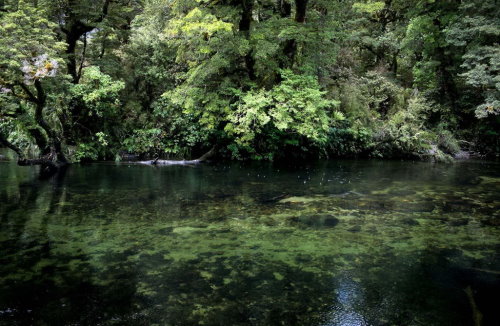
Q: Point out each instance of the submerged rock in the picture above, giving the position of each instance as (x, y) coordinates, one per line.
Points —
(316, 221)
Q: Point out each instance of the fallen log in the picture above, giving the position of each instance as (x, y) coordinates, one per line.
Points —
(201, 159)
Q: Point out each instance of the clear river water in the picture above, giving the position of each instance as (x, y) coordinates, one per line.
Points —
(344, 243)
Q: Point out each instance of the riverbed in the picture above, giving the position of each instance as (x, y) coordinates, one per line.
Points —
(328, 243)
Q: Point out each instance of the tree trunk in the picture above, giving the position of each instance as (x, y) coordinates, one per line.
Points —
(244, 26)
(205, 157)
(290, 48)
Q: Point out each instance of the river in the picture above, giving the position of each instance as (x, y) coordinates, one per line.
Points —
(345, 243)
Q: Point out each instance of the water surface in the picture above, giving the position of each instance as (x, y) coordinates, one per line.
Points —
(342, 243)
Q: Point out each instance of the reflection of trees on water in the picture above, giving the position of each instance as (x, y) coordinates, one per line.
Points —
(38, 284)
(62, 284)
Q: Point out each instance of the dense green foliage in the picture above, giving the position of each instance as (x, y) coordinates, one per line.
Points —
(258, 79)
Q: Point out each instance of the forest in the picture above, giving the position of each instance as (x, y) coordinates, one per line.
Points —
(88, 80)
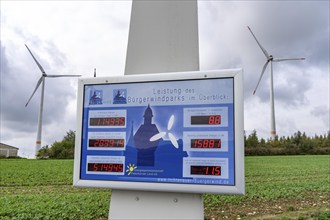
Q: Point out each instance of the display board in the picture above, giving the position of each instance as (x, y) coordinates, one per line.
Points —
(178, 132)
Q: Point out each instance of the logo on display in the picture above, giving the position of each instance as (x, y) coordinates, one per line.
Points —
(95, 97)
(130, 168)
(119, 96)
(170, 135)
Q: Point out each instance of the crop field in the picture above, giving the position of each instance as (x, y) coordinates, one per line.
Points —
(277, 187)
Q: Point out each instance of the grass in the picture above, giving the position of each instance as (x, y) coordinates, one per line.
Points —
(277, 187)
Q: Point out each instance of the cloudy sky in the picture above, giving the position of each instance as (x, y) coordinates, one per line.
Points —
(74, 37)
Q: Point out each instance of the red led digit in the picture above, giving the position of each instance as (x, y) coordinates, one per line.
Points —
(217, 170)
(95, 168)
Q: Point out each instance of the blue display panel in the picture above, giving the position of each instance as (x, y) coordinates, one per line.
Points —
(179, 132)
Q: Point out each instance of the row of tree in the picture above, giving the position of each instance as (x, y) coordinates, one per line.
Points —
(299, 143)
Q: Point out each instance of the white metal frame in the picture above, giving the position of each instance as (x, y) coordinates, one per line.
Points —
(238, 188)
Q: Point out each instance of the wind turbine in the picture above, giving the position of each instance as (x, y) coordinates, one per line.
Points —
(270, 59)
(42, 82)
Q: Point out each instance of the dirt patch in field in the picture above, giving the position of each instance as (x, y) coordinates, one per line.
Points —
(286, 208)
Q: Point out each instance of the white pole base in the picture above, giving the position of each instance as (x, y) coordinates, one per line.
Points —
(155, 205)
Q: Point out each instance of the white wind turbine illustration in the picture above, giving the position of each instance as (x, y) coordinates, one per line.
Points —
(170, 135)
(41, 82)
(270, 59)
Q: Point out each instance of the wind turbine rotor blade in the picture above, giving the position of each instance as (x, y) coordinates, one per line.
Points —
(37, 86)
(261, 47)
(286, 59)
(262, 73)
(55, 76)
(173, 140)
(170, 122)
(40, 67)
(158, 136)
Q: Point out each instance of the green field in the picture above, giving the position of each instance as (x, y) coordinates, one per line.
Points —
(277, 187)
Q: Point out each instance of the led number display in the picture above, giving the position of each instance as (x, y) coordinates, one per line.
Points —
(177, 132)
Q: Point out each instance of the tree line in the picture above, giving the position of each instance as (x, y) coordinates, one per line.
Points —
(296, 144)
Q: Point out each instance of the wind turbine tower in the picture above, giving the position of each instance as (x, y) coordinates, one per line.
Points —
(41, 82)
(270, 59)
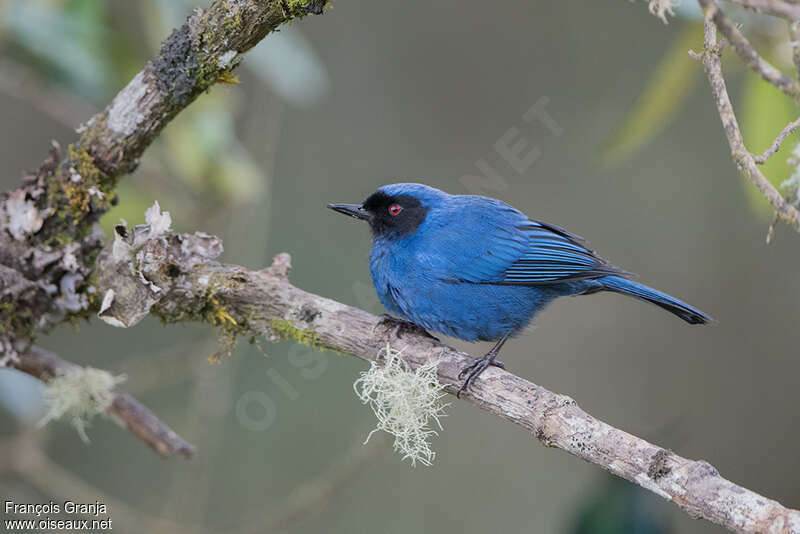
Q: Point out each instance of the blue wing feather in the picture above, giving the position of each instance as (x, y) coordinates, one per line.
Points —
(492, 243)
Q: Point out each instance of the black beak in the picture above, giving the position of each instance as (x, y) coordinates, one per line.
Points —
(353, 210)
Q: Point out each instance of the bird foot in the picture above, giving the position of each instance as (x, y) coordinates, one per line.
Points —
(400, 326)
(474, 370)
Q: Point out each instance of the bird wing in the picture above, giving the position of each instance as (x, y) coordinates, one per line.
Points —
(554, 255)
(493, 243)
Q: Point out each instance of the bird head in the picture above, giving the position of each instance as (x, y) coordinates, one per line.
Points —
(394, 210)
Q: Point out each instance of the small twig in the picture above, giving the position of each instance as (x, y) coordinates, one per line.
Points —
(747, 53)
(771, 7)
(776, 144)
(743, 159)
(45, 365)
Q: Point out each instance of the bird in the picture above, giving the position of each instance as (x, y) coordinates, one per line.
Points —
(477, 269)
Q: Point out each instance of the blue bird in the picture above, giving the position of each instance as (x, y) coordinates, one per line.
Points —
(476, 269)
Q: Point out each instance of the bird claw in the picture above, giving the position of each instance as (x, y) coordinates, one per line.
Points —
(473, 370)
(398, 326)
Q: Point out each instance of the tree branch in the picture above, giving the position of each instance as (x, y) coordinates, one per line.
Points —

━━━━━━━━━━

What you are asked to do
Transcribe the listing in full. Omit the pictures and keep every line exact.

Correct response
Q: Point out each instance of the submerged rock in the picture above, giving the position of each instance as (x, y) coordinates, one per line.
Points —
(316, 221)
Q: Point out each instance of the fallen log in the picture above, giving the position of each instance as (x, y) coordinates, one per line.
Points —
(201, 159)
Q: Point out each instance of the clear river water in the picture above, giving the position of each instance as (x, y) coordinates, one per line.
Points —
(344, 243)
Q: Point out each instance of the riverbed in the picture above, giving the position of each instance as (x, y) coordinates, one per line.
Points —
(328, 243)
Q: Point out each instance of the tree trunk in the picture above, giving the position of each instance as (x, y) coordinates, one per line.
Points —
(244, 26)
(205, 157)
(290, 48)
Q: Point out each instance of the river in the picture above, giving the position of each instance as (x, y) coordinates, one per line.
Points —
(345, 243)
Q: Point out each instance of the water surface in the picture above, giving the position of each instance as (x, y) coordinates, one per line.
Points —
(342, 243)
Q: Point out each instance of the reflection of trees on water in the picture above, giving the position of each instance as (x, y) coordinates, one per line.
Points —
(38, 284)
(62, 284)
Q: Point out each instance of the dense green foliage in the picture above, giving the position of each instance as (x, y) coordinates, one per line.
Points —
(258, 79)
Q: Point out each instance of the forest in the picture above, giving the position of each instance as (x, y) coordinates, one per line.
Points —
(88, 80)
Q: Point out each instance of the display board in the picture above, giving the position of each instance as (x, y) coordinates, one per line.
Points —
(178, 132)
Q: Point out each instance of the logo on display in the picture above, giving the position of each instance as (x, y) coordinates, one per line.
Points —
(95, 97)
(130, 168)
(119, 96)
(170, 135)
Q: Point out each instance of the crop field in the picture above, giving the position of each instance as (x, y) coordinates, one per line.
Points —
(277, 187)
Q: Point out each instance of the grass in the picture above, giving the position of each instance as (x, y) coordinates, one per line.
Points —
(277, 187)
Q: Point out each instance of the cloudy sky in the picture above, giving the position of each instance as (x, y) coordinates, one per line.
Points —
(74, 37)
Q: Point out each instance of the red led digit in the picture above, giving the position of each instance as (x, y) coordinates, one per line.
Points —
(217, 170)
(95, 168)
Q: Point out each instance of the blue display panel in the picture above, giving the position of each instance as (x, y) coordinates, one per line.
Points —
(179, 132)
Q: Point out each instance of the row of tree in the picture above, giving the position of each instance as (x, y) coordinates, one per line.
Points —
(299, 143)
Q: Point out each instance of the white metal frame in the picture above, giving the position of each instance as (x, y) coordinates, one per line.
Points —
(238, 188)
Q: Point out each instance of the wind turbine in the picture above, giving the position of each instance as (x, y) coordinates, one per line.
Points —
(270, 59)
(42, 82)
Q: Point out each instance of the dirt patch in field in the picture above, giving the position of each instance as (x, y) coordinates, one per line.
Points —
(286, 208)
Q: Point out each instance of the white pole base in the picture above, giving the position of each instance as (x, y) coordinates, one per line.
Points —
(155, 205)
Q: Point out each instance of the white wind turbine illustration in the picture above, giving the position of each instance as (x, y) coordinates, one per line.
Points —
(170, 135)
(41, 82)
(270, 59)
Q: Point out each instance of the wind turbine rotor blade in the picture above, giving the position of each instance as (x, y) coordinates, one per line.
Points —
(37, 86)
(261, 47)
(286, 59)
(262, 73)
(55, 76)
(173, 140)
(170, 122)
(40, 67)
(158, 136)
Q: Point out each instance of the green field in the picture above, giving the position of each instance as (x, y) coordinates, one per line.
Points —
(277, 187)
Q: Point out each instance of the led number display in the picture above, giving the position of each instance as (x, y) coordinates, one per line.
Points —
(177, 132)
Q: Point out each instance of the tree line in the picture above, giving the position of each instance as (x, y) coordinates, one per line.
Points —
(296, 144)
Q: Point out each instance of the wind turbine tower in the picture above, giving the position of each instance as (x, y) coordinates, one per line.
Points —
(41, 82)
(270, 59)
Q: Point out each instance of the blue wing feather in the picture above, giving the position of each instance as (x, y) coordinates, one per line.
Points —
(492, 243)
Q: Point out each instance of the black beak in the picture above, giving the position of each instance as (x, y) coordinates, one per line.
Points —
(353, 210)
Q: Point out each instance of the bird foot in the picture above, giving the position of each instance as (x, y) coordinates, one per line.
Points —
(400, 326)
(474, 370)
Q: Point out each instance of the bird wing in the picture above, giving the position of each instance as (x, y) coordinates, one per line.
Points —
(554, 255)
(493, 243)
Q: Point out each instance of the bird head in the picture above, giving the position of each instance as (x, y) coordinates, one per line.
Points —
(394, 210)
Q: Point out each instance of the small twig in the picture above, giving the position of each instance as (x, y) coordinates, one per line.
Points —
(747, 53)
(771, 7)
(776, 144)
(743, 159)
(45, 365)
Q: Point out each instance of the bird in the picture above, giving the position of each instance as (x, y) coordinates, one per line.
Points —
(477, 269)
Q: Point out each instance of the blue bird in the picture above, giving the position of each instance as (x, y) coordinates, one per line.
Points —
(476, 269)
Q: Point out each instance of the bird claw in the picture above, giving the position of each instance as (x, y) coordinates, one per line.
Points —
(473, 370)
(398, 326)
Q: Point out each instance of the tree branch in the picture above, giving the position of each instance as (x, y) coordinates, one per line.
Points —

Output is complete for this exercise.